### [Input rows]
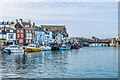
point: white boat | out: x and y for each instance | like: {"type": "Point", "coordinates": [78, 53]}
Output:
{"type": "Point", "coordinates": [64, 47]}
{"type": "Point", "coordinates": [45, 48]}
{"type": "Point", "coordinates": [15, 49]}
{"type": "Point", "coordinates": [32, 48]}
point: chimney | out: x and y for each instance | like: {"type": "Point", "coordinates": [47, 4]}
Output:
{"type": "Point", "coordinates": [20, 21]}
{"type": "Point", "coordinates": [16, 21]}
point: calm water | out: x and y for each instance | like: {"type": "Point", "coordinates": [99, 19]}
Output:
{"type": "Point", "coordinates": [87, 62]}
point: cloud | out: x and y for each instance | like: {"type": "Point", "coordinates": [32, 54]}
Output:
{"type": "Point", "coordinates": [79, 17]}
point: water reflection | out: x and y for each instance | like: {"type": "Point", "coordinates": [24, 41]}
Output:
{"type": "Point", "coordinates": [60, 64]}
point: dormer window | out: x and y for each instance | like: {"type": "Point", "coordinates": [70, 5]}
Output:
{"type": "Point", "coordinates": [26, 25]}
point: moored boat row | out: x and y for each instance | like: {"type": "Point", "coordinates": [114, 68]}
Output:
{"type": "Point", "coordinates": [34, 48]}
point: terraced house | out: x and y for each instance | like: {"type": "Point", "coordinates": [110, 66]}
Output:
{"type": "Point", "coordinates": [25, 32]}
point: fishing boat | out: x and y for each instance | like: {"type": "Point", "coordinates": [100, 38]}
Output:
{"type": "Point", "coordinates": [45, 48]}
{"type": "Point", "coordinates": [32, 48]}
{"type": "Point", "coordinates": [65, 47]}
{"type": "Point", "coordinates": [14, 49]}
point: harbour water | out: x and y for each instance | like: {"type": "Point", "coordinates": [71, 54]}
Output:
{"type": "Point", "coordinates": [86, 62]}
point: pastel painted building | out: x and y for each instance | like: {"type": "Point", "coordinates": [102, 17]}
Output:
{"type": "Point", "coordinates": [10, 35]}
{"type": "Point", "coordinates": [39, 36]}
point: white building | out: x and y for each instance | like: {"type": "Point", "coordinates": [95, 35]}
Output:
{"type": "Point", "coordinates": [10, 35]}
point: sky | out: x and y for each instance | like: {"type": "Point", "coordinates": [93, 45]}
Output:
{"type": "Point", "coordinates": [82, 19]}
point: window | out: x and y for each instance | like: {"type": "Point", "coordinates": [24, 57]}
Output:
{"type": "Point", "coordinates": [17, 35]}
{"type": "Point", "coordinates": [28, 36]}
{"type": "Point", "coordinates": [29, 31]}
{"type": "Point", "coordinates": [11, 30]}
{"type": "Point", "coordinates": [21, 35]}
{"type": "Point", "coordinates": [21, 31]}
{"type": "Point", "coordinates": [26, 41]}
{"type": "Point", "coordinates": [17, 31]}
{"type": "Point", "coordinates": [20, 41]}
{"type": "Point", "coordinates": [26, 25]}
{"type": "Point", "coordinates": [29, 41]}
{"type": "Point", "coordinates": [26, 31]}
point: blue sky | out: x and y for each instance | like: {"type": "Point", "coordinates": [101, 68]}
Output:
{"type": "Point", "coordinates": [82, 19]}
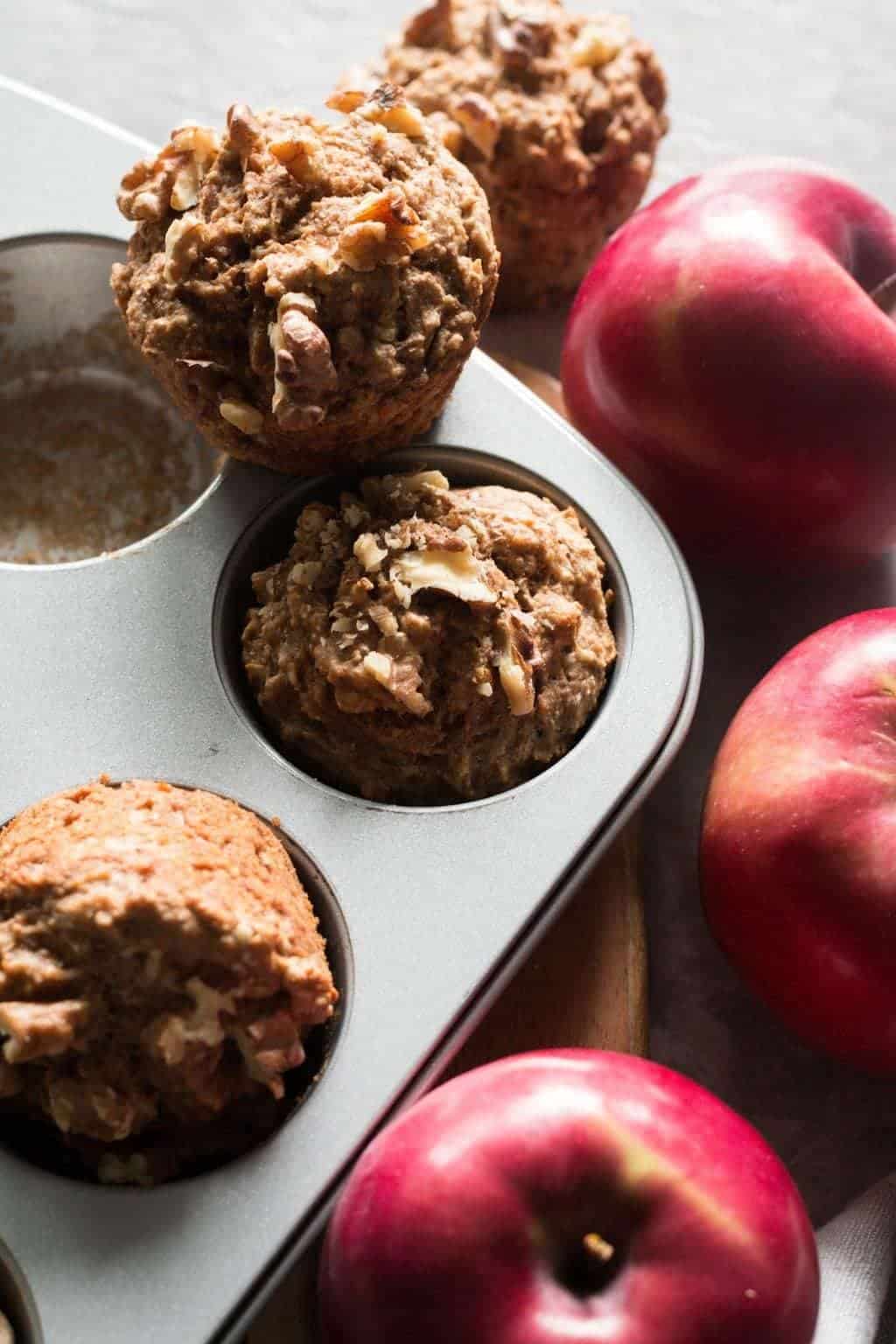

### [To be done]
Rewrite all the records above with every "Output" replaced by "Result" and nothing else changed, leaving out the pictures.

### [Full output]
point: white boat | out: x and y for each instance | like: {"type": "Point", "coordinates": [78, 53]}
Result:
{"type": "Point", "coordinates": [64, 47]}
{"type": "Point", "coordinates": [45, 48]}
{"type": "Point", "coordinates": [15, 49]}
{"type": "Point", "coordinates": [32, 48]}
point: chimney | out: x and y for each instance | like: {"type": "Point", "coordinates": [47, 4]}
Result:
{"type": "Point", "coordinates": [20, 21]}
{"type": "Point", "coordinates": [16, 21]}
point: calm water | out: x and y for each instance | like: {"type": "Point", "coordinates": [99, 19]}
Result:
{"type": "Point", "coordinates": [87, 62]}
point: cloud | out: x and y for each instance | like: {"type": "Point", "coordinates": [32, 54]}
Result:
{"type": "Point", "coordinates": [79, 17]}
point: water reflection | out: x and y for each instance | like: {"type": "Point", "coordinates": [24, 41]}
Result:
{"type": "Point", "coordinates": [60, 64]}
point: dormer window | out: x and y for each instance | like: {"type": "Point", "coordinates": [70, 5]}
Result:
{"type": "Point", "coordinates": [26, 25]}
point: moored boat row | out: x and y for each instance | like: {"type": "Point", "coordinates": [114, 68]}
Result:
{"type": "Point", "coordinates": [34, 48]}
point: terraced house | out: x and y for each instance | like: {"type": "Point", "coordinates": [110, 66]}
Result:
{"type": "Point", "coordinates": [25, 32]}
point: fishing boat | out: x and y for each instance | like: {"type": "Point", "coordinates": [100, 38]}
Result:
{"type": "Point", "coordinates": [45, 48]}
{"type": "Point", "coordinates": [32, 48]}
{"type": "Point", "coordinates": [65, 47]}
{"type": "Point", "coordinates": [14, 49]}
point: harbour water | out: x and y for each instance | like: {"type": "Point", "coordinates": [71, 54]}
Result:
{"type": "Point", "coordinates": [86, 62]}
point: pastel painted building | out: x and y for each instance | like: {"type": "Point", "coordinates": [102, 17]}
Result:
{"type": "Point", "coordinates": [10, 35]}
{"type": "Point", "coordinates": [39, 36]}
point: white building | out: x and y for each instance | like: {"type": "Point", "coordinates": [95, 35]}
Result:
{"type": "Point", "coordinates": [10, 35]}
point: sky | out: x and y for each instance | like: {"type": "Point", "coordinates": [93, 45]}
Result:
{"type": "Point", "coordinates": [82, 19]}
point: window | out: x and y for each instance | like: {"type": "Point", "coordinates": [24, 57]}
Result:
{"type": "Point", "coordinates": [17, 35]}
{"type": "Point", "coordinates": [28, 36]}
{"type": "Point", "coordinates": [29, 31]}
{"type": "Point", "coordinates": [11, 30]}
{"type": "Point", "coordinates": [21, 35]}
{"type": "Point", "coordinates": [21, 31]}
{"type": "Point", "coordinates": [26, 41]}
{"type": "Point", "coordinates": [17, 31]}
{"type": "Point", "coordinates": [20, 41]}
{"type": "Point", "coordinates": [26, 25]}
{"type": "Point", "coordinates": [29, 41]}
{"type": "Point", "coordinates": [26, 31]}
point: blue sky | out: x and y for each instance | like: {"type": "Point", "coordinates": [101, 68]}
Result:
{"type": "Point", "coordinates": [82, 19]}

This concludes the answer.